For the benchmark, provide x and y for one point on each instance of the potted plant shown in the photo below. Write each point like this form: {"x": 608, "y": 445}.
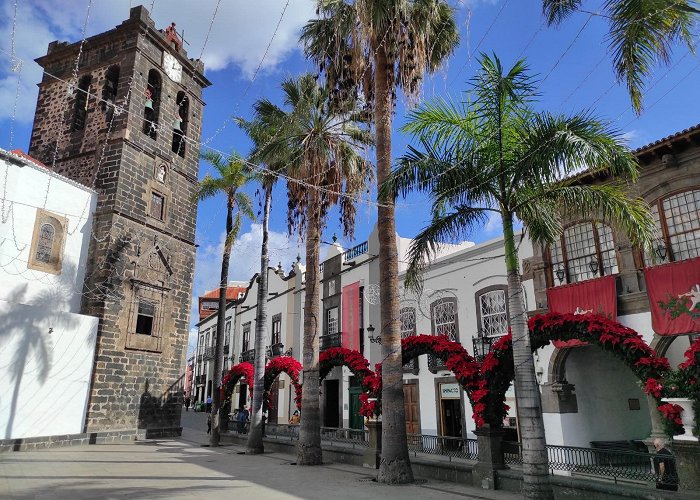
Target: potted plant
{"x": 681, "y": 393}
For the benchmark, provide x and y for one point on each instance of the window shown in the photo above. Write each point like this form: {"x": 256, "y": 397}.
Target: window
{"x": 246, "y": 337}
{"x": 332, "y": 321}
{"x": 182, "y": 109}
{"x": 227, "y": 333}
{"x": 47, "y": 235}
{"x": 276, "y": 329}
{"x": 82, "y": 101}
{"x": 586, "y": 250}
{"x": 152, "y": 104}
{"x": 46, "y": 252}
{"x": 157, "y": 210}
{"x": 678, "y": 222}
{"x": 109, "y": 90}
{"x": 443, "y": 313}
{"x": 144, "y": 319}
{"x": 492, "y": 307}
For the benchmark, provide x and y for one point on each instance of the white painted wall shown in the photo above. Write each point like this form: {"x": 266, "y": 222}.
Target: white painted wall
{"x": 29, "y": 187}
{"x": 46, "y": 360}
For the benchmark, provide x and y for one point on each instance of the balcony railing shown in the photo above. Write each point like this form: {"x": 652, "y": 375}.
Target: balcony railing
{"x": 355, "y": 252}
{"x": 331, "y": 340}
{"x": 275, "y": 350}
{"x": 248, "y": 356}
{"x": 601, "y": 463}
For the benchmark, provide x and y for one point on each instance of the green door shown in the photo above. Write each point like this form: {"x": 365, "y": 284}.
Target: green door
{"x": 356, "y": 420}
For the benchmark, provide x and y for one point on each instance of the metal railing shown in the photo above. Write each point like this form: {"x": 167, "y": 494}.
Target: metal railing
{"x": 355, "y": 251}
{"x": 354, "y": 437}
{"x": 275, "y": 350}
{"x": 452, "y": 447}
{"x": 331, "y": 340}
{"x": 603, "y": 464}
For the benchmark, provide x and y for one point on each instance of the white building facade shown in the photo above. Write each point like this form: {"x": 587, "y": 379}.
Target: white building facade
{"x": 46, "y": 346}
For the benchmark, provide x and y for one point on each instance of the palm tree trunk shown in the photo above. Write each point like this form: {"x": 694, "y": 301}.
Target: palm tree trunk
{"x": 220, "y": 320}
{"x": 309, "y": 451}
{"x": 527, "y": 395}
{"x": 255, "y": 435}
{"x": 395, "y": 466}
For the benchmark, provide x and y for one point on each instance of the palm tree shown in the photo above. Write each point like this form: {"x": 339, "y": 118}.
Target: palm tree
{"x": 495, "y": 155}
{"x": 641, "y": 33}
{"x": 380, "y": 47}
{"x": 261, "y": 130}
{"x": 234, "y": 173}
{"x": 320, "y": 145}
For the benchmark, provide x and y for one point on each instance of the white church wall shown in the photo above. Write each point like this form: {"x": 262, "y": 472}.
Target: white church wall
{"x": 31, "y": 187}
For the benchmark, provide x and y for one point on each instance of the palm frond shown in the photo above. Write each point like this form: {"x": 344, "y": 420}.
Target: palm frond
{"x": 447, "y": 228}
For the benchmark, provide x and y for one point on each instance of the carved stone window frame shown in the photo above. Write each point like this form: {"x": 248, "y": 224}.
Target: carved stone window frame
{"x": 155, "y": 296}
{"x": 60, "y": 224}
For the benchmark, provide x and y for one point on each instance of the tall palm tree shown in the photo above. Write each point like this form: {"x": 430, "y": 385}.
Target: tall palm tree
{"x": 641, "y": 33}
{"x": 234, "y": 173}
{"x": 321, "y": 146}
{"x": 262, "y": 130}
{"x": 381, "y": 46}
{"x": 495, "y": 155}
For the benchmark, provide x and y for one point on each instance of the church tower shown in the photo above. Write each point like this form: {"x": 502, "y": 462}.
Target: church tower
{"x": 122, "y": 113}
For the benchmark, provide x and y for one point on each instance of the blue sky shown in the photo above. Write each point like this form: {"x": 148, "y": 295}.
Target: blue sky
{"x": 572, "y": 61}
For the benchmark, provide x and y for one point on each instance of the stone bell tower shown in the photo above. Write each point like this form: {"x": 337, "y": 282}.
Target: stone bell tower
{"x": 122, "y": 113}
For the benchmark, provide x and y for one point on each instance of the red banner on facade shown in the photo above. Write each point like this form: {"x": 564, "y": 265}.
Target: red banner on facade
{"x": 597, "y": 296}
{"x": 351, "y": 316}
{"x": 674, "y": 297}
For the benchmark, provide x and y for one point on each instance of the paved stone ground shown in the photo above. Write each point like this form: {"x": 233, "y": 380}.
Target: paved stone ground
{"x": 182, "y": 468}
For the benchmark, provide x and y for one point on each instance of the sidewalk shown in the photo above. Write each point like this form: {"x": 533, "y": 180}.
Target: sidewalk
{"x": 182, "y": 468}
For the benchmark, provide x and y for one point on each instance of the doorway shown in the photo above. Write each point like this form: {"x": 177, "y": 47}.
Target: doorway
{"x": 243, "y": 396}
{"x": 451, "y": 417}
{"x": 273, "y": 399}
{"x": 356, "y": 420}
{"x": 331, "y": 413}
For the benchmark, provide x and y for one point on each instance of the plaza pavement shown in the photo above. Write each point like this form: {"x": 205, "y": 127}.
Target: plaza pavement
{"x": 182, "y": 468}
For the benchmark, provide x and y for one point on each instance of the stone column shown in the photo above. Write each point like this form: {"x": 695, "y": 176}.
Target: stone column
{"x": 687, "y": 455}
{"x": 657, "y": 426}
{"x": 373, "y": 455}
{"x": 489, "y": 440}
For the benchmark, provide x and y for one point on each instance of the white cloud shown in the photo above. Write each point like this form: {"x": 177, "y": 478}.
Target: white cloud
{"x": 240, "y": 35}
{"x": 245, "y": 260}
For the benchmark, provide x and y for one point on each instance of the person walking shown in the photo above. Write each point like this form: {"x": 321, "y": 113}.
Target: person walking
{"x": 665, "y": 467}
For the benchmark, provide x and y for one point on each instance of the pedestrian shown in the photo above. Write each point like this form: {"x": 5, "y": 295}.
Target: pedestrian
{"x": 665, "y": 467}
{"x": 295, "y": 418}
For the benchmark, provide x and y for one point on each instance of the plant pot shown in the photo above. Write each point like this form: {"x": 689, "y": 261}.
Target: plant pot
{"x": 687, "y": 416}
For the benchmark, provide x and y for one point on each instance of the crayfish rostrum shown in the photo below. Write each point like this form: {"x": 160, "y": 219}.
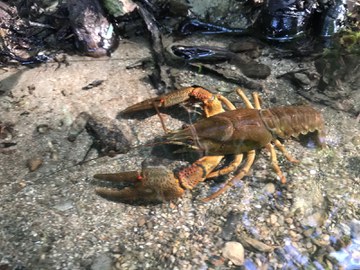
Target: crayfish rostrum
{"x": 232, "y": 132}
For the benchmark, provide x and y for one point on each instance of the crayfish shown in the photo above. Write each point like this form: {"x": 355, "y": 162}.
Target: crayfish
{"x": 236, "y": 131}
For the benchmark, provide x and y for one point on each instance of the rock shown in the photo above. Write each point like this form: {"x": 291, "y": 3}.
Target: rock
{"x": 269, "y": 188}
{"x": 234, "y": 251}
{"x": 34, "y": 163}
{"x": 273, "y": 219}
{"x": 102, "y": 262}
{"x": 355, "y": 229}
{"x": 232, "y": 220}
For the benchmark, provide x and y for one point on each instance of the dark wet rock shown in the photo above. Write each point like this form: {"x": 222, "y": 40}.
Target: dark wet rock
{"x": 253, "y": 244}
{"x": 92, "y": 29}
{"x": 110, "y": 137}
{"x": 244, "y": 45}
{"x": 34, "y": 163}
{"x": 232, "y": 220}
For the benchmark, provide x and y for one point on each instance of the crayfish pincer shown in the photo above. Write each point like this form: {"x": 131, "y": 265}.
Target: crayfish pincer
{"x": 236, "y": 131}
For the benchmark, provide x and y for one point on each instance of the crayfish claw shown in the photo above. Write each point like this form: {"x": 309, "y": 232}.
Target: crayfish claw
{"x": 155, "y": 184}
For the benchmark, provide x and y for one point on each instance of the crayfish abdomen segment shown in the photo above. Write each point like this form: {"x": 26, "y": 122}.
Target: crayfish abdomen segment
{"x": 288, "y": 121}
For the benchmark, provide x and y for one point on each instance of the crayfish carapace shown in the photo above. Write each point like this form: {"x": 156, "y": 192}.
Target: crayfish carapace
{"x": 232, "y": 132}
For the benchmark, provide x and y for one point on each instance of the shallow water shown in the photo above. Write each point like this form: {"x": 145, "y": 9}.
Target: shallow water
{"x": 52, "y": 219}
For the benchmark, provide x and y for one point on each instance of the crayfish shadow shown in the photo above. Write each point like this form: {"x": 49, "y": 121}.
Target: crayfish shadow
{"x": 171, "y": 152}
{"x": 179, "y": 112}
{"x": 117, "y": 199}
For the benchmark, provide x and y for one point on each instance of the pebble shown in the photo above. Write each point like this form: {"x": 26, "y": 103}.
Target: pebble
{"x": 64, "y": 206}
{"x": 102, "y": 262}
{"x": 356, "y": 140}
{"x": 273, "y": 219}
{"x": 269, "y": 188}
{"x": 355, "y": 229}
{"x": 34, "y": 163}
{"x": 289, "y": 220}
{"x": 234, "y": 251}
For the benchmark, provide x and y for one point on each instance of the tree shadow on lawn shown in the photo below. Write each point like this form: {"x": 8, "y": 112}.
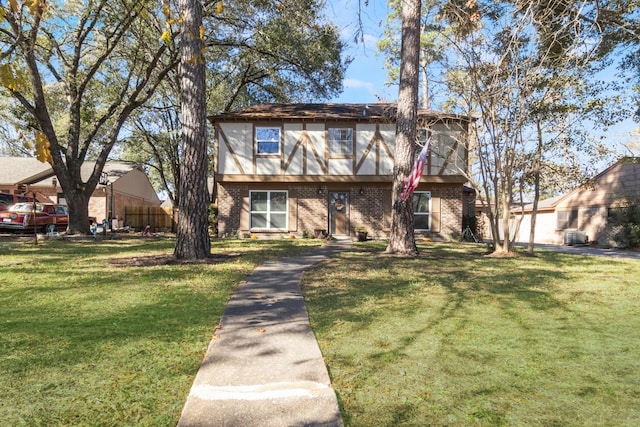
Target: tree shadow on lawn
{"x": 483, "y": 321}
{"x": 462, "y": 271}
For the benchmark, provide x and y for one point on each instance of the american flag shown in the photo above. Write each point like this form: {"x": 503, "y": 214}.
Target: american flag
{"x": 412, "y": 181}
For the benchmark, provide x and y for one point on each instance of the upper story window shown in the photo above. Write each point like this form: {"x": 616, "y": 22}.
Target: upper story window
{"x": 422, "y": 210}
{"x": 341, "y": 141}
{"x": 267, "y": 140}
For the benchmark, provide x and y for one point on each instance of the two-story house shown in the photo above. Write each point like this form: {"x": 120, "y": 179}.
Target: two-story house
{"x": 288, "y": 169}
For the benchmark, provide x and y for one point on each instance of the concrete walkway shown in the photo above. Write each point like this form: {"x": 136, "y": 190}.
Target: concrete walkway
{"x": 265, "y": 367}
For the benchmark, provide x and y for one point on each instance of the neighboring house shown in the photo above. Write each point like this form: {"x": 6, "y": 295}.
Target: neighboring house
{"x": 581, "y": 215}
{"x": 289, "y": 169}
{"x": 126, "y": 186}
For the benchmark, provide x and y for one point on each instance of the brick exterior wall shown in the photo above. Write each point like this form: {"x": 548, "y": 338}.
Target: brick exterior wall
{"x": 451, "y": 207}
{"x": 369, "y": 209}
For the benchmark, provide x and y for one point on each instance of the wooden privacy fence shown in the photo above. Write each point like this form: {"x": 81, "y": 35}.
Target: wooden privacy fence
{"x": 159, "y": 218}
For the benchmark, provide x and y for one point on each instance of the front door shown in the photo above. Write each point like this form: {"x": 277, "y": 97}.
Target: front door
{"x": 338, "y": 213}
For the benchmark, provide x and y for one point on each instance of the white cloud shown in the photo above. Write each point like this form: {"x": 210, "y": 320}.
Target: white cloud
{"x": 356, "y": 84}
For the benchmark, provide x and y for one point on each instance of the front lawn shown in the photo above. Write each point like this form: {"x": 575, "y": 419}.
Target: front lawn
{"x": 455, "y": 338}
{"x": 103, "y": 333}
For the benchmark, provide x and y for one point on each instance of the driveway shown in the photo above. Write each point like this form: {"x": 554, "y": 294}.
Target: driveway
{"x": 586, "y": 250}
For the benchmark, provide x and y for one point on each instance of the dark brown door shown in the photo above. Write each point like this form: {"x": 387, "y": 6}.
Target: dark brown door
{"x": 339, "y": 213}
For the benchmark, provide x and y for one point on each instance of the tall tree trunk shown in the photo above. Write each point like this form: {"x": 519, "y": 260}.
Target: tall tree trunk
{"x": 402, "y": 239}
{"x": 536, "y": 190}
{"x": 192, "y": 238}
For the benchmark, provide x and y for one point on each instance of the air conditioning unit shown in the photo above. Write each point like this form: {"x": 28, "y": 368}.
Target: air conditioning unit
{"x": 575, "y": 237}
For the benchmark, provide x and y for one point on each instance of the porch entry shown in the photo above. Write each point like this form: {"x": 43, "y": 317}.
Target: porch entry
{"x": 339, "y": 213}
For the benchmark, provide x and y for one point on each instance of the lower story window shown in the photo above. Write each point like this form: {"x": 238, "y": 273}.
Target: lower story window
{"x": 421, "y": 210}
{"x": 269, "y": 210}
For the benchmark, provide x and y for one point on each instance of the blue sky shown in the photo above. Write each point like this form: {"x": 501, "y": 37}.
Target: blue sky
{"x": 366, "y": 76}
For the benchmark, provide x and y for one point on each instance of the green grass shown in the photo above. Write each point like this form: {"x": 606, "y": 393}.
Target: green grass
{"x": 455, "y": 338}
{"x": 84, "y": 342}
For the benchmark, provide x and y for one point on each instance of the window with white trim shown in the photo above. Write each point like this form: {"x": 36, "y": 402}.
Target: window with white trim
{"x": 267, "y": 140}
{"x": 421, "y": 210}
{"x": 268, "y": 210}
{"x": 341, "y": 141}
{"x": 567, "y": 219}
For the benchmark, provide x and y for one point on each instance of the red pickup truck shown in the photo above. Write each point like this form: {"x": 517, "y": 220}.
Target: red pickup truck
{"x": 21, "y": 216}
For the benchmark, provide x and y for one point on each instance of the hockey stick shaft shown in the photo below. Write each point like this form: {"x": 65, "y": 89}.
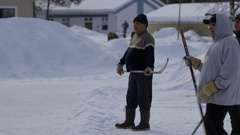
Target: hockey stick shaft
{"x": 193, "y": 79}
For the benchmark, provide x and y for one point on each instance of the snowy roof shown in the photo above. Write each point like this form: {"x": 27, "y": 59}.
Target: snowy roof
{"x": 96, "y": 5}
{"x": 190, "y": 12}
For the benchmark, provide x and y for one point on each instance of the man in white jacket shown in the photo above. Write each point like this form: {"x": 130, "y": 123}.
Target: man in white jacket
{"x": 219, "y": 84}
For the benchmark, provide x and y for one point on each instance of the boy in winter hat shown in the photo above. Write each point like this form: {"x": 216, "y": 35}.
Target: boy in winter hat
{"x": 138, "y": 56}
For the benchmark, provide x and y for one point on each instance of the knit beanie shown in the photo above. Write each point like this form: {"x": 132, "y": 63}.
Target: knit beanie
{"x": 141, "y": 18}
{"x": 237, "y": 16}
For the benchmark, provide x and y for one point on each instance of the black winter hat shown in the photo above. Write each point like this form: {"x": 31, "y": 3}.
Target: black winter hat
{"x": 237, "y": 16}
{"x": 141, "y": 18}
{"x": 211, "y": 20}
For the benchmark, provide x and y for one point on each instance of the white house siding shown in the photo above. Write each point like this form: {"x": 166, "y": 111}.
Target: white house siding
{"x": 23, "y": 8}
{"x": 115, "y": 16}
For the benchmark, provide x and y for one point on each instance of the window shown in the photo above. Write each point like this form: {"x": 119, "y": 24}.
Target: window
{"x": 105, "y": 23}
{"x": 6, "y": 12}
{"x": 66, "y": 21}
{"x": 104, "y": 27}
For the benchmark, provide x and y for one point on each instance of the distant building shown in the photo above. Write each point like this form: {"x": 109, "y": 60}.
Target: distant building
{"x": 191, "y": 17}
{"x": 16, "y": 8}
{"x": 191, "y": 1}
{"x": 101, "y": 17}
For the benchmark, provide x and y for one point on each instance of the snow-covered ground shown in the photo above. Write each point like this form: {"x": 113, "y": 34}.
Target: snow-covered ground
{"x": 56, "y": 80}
○ ○ ○
**EXERCISE REQUIREMENTS**
Only the lines from the one with "of the snowy" through the end of the material are wanted; copy them exactly, both ends included.

**RESULT**
For the benchmark, provide x and y for one point on each instance of the snowy roof shown in the photo above. Write each point like this form: {"x": 27, "y": 59}.
Target: snowy roof
{"x": 96, "y": 5}
{"x": 190, "y": 12}
For the benchmark, provide x and y for one point on each instance of the man in white jacket shown in the photo above. Write each point like this form: {"x": 130, "y": 123}.
Target: man in white jacket
{"x": 219, "y": 84}
For the benchmark, provide x and y for one point on each instance of the boy in winter hat shown in the photo above. Write each point like this form: {"x": 216, "y": 35}.
Target: boy in winter hat
{"x": 138, "y": 56}
For the benchmark, provide x and y for one point on each instance of the knit beanie shown in the photo above. Write each point like this form: {"x": 132, "y": 63}.
Target: knit beanie
{"x": 141, "y": 18}
{"x": 237, "y": 16}
For the benchmark, provide x and y for one point on each instance of the black winter hat shown in the photo above. Write each point like this form: {"x": 31, "y": 3}.
Target: black winter hat
{"x": 237, "y": 16}
{"x": 141, "y": 18}
{"x": 211, "y": 20}
For the benchmark, provide x and y for one point on each instance of the white house siding shown in the photo above. Write each point like this form: {"x": 166, "y": 111}.
Target: white house siding
{"x": 23, "y": 8}
{"x": 115, "y": 16}
For the benchmark, provide x and y for one point on each instance of the window shown in the photo above. Write each point like this form: {"x": 119, "y": 24}.
Target: window
{"x": 105, "y": 23}
{"x": 6, "y": 12}
{"x": 66, "y": 21}
{"x": 104, "y": 27}
For the benchmark, provide x and y for one point on each instance of the distant building shown in the photo above. Write each point like this form: {"x": 109, "y": 60}.
Target: distant building
{"x": 191, "y": 17}
{"x": 16, "y": 8}
{"x": 191, "y": 1}
{"x": 101, "y": 17}
For the benchmark, provide x and y for one point on each instance of the snow-covered ground shown in the photo above. Write each point like this form: {"x": 113, "y": 34}.
Target: snow-covered ground
{"x": 56, "y": 80}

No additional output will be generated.